[Opening Dataset excerpts section]
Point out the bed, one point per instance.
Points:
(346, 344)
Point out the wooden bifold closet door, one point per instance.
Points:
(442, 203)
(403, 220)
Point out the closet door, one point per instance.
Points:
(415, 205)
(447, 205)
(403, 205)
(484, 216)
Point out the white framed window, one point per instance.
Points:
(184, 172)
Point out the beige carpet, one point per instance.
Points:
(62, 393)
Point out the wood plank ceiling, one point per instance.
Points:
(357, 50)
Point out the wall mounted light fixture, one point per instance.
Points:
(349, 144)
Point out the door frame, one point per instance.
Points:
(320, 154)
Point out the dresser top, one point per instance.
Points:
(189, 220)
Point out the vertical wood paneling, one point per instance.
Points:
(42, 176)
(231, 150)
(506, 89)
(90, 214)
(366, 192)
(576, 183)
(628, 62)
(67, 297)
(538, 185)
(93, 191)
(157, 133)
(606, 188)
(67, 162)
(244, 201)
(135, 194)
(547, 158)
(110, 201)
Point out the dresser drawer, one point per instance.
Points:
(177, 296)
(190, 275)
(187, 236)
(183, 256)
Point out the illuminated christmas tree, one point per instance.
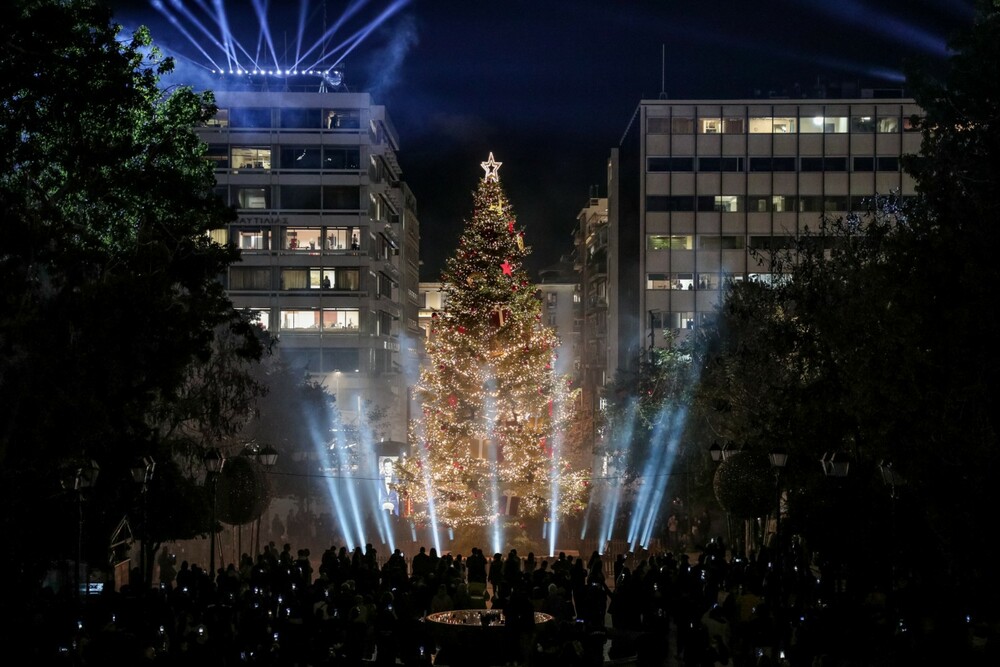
[Closing Dataset excerpts section]
> [Task objective]
Looking at the data above, state how many of its lines contain the word "door", and give nothing but that number.

> [Solution to the problem]
3